本文抜粋:
+-------+

そして、そんな簡単なノリでやられていることならば、自分でコミュニティを立ち上げることもできるのではないかと思えました。
自分でコミュニティを立ち上げるとしたら、過去の自分と同じような人にとって嬉しいコミュニティを作りたいと思いました。
過去の私は、初めての社外発表をする際に、参加者の多いイベントだと尻込みしてしまったので、参加人数が少なくて、発表初心者を歓迎してくれるコミュニティがあったら嬉しいと思いました。
そこで、参加人数が少なくてLT初心者が集まるオンラインのLTイベントを毎月開催する「Serverless LT初心者向け」というコミュニティを2020年に立ち上げました。

+-------+

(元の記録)
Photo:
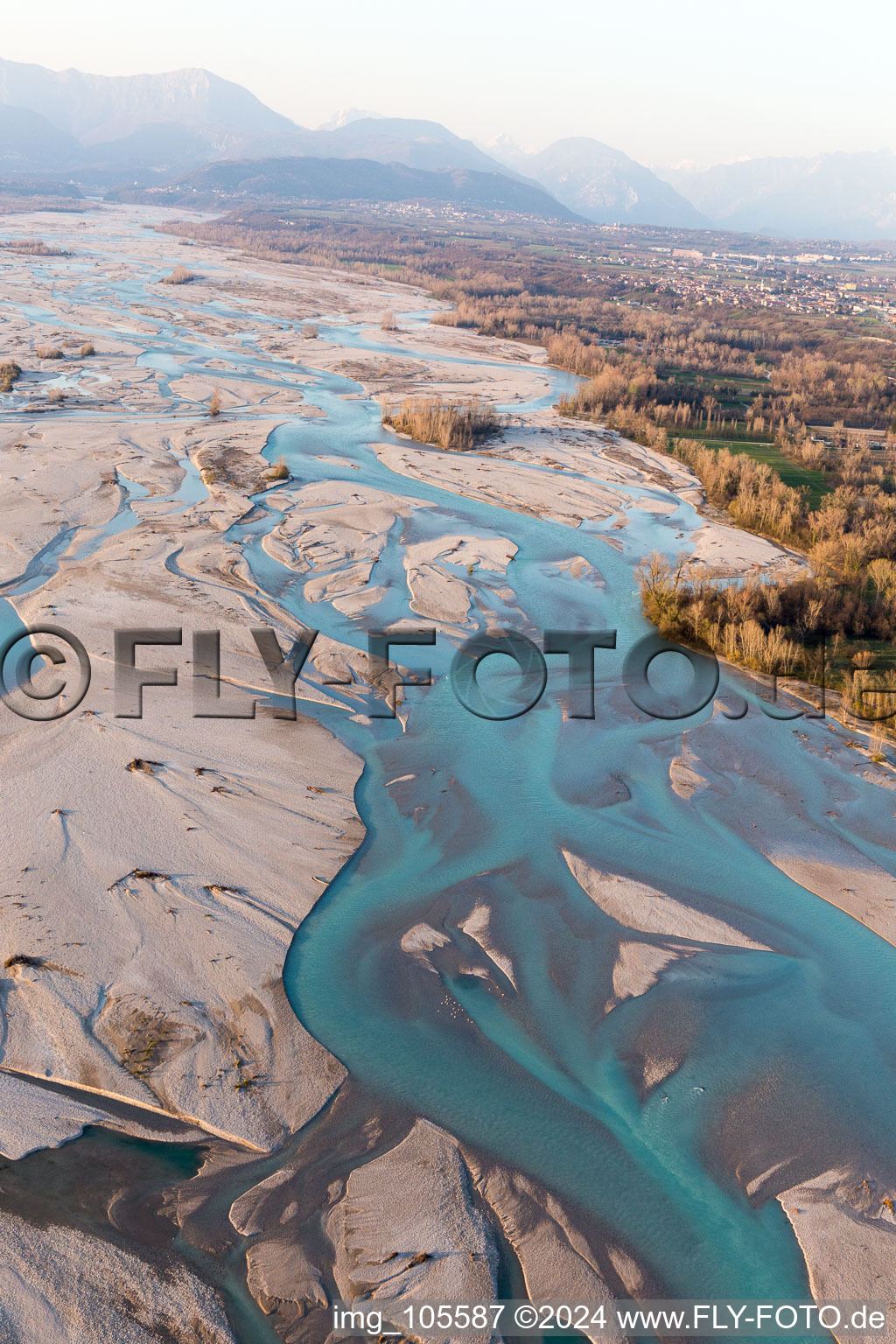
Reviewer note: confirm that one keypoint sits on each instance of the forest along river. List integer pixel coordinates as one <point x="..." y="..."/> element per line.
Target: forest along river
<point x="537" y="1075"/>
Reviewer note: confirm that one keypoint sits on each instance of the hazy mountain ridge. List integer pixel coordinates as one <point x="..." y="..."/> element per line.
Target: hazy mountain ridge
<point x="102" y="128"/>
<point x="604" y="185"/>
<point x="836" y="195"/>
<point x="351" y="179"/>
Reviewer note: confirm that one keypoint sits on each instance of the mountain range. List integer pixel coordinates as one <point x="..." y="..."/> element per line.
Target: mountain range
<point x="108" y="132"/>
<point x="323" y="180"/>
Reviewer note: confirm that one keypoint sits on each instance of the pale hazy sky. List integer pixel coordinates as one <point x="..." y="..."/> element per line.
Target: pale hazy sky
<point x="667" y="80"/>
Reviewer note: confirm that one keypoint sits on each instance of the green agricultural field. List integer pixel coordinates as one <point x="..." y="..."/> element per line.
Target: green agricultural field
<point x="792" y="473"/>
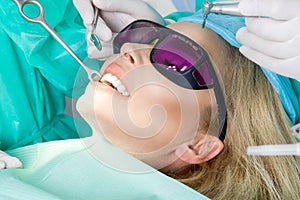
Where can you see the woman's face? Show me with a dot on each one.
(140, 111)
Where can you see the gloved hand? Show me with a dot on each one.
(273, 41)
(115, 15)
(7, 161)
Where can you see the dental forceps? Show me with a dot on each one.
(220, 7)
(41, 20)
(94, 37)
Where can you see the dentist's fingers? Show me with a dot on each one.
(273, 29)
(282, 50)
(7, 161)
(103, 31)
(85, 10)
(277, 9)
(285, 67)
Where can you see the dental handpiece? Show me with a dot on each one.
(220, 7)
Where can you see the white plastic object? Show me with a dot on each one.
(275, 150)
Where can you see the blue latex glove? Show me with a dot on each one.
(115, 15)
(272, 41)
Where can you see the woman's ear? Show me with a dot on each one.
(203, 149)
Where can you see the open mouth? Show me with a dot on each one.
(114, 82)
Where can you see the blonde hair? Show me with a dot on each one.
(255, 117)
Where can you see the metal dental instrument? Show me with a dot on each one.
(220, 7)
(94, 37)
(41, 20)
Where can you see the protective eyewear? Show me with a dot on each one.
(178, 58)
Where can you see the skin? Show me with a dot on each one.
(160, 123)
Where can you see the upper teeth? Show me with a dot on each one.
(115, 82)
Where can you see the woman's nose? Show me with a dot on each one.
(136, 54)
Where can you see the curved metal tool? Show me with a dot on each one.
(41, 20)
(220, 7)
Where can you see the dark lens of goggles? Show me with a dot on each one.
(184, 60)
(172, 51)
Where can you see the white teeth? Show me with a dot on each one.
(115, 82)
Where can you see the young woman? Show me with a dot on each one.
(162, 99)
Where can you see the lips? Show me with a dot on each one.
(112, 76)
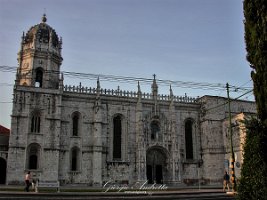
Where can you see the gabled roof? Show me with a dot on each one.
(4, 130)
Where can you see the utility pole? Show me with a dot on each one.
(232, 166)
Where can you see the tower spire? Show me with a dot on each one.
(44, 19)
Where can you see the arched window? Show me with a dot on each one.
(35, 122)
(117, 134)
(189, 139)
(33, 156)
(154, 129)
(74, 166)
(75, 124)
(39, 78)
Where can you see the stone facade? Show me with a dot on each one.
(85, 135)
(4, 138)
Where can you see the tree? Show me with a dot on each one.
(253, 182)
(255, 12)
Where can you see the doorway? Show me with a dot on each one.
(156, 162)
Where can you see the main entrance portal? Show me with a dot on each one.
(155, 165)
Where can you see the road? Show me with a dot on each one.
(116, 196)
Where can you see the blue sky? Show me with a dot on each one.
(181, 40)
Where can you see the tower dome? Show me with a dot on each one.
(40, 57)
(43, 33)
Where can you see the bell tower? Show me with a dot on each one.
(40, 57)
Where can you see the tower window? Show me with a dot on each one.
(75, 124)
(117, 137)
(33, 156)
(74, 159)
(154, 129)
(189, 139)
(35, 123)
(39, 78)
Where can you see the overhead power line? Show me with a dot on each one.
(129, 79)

+-------+

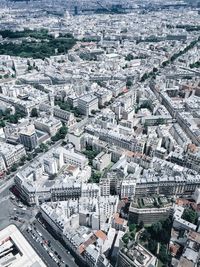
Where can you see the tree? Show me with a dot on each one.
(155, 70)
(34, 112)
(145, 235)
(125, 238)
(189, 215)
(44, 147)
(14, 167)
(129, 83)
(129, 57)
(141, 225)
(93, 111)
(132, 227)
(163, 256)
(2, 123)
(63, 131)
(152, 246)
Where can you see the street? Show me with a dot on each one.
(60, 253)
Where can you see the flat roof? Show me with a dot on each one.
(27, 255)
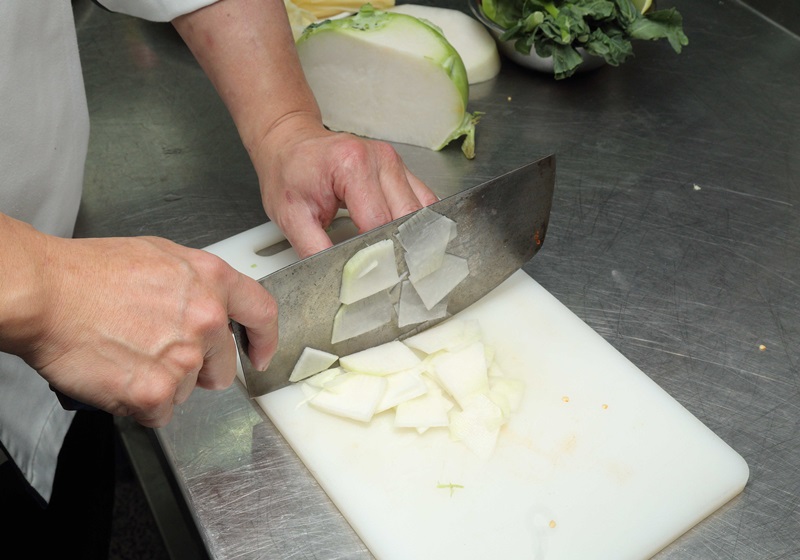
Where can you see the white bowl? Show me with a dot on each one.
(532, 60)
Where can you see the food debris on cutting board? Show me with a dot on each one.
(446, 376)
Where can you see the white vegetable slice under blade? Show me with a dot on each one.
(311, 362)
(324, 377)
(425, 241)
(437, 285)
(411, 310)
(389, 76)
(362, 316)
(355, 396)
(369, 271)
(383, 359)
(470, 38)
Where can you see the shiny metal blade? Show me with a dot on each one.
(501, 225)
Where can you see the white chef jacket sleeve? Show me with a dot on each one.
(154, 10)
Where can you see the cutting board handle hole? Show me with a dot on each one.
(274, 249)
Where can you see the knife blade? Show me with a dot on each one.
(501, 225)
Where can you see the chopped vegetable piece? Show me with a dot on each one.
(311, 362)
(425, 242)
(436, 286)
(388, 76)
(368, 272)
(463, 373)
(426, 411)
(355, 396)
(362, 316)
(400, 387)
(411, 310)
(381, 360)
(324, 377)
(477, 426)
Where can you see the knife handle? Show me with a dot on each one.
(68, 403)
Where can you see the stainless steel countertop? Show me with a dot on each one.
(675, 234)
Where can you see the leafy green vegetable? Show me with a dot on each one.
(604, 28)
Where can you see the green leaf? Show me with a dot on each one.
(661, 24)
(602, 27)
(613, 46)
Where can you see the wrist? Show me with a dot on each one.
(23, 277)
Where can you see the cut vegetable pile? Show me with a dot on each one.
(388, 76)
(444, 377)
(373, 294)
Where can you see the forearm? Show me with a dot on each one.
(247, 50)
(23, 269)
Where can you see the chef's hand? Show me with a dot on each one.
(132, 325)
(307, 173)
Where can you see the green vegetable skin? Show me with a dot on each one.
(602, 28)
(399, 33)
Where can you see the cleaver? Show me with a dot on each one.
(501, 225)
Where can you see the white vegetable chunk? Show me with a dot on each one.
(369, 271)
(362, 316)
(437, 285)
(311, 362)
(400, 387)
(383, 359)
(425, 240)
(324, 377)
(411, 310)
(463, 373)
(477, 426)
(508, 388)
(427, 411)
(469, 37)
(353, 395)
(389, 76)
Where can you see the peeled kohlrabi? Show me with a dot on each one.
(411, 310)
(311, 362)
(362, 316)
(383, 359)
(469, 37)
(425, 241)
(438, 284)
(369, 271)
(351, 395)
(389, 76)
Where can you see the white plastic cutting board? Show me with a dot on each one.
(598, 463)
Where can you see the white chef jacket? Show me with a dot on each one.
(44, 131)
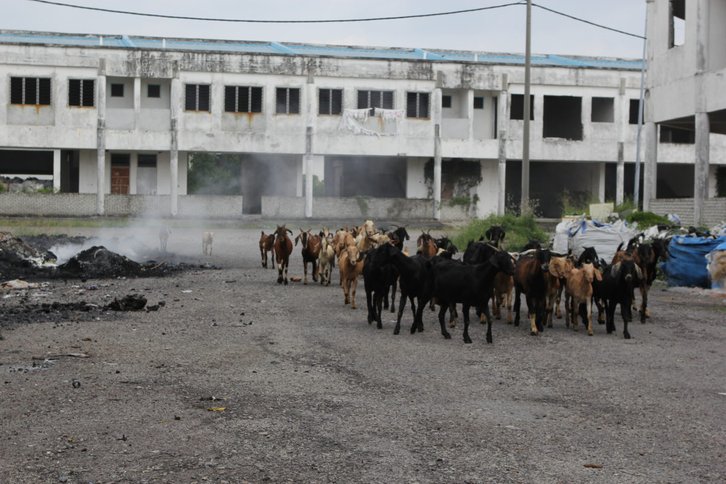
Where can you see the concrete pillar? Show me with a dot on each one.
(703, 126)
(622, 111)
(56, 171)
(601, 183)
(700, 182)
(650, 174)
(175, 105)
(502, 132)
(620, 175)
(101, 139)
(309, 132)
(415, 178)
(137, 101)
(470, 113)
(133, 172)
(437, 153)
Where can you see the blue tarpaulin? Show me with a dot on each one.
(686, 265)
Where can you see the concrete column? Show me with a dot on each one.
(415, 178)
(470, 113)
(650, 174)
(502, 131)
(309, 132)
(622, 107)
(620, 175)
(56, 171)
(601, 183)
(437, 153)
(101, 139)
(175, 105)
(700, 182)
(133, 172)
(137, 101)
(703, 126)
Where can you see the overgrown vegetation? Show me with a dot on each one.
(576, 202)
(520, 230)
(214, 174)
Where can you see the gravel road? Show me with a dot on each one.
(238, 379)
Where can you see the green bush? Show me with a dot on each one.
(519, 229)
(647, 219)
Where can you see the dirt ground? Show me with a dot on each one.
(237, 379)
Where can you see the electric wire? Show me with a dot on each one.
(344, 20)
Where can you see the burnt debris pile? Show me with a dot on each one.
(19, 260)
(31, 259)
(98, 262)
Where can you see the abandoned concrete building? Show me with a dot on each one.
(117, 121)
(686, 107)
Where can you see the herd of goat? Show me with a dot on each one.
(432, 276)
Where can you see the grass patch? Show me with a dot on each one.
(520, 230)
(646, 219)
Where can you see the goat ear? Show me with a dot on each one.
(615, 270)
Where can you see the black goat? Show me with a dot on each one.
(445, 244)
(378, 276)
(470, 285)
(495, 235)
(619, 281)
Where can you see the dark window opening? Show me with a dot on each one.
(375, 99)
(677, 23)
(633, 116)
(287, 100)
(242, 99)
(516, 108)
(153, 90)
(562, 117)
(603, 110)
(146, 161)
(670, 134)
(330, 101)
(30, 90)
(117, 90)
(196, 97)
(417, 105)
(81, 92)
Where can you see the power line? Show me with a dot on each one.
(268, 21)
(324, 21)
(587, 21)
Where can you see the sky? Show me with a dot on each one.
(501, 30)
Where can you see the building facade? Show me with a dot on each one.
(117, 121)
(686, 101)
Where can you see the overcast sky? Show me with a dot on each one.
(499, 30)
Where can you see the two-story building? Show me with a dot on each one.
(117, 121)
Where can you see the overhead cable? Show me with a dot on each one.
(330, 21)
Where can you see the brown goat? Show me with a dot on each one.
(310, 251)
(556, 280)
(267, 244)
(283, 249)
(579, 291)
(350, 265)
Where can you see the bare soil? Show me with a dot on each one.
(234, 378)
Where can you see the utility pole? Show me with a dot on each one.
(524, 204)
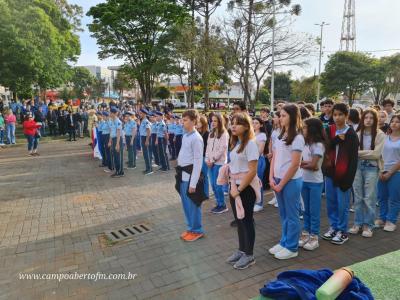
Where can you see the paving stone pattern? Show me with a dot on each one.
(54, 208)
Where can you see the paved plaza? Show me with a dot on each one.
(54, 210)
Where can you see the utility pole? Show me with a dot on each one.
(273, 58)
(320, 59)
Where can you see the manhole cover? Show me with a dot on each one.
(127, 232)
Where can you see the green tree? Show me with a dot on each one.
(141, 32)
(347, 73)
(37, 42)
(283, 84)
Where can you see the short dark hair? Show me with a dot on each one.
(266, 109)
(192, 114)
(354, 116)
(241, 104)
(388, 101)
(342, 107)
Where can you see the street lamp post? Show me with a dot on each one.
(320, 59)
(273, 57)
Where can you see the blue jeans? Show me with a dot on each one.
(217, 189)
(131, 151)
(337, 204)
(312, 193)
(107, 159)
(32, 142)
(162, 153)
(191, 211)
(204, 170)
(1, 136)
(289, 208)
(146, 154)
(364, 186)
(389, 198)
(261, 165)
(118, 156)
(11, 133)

+-------+

作業内容: コミュニティの立ち上げについての本文抜粋のうち、「そして、そんな簡単なノリでや」から「あったら嬉しいと思いました。」までを、一字も変えずに打ち直してください。

作業結果:
そして、そんな簡単なノリでやられていることならば、自分でコミュニティを立ち上げることもできるのではないかと思えました。
自分でコミュニティを立ち上げるとしたら、過去の自分と同じような人にとって嬉しいコミュニティを作りたいと思いました。
過去の私は、初めての社外発表をする際に、参加者の多いイベントだと尻込みしてしまったので、参加人数が少なくて、発表初心者を歓迎してくれるコミュニティがあったら嬉しいと思いました。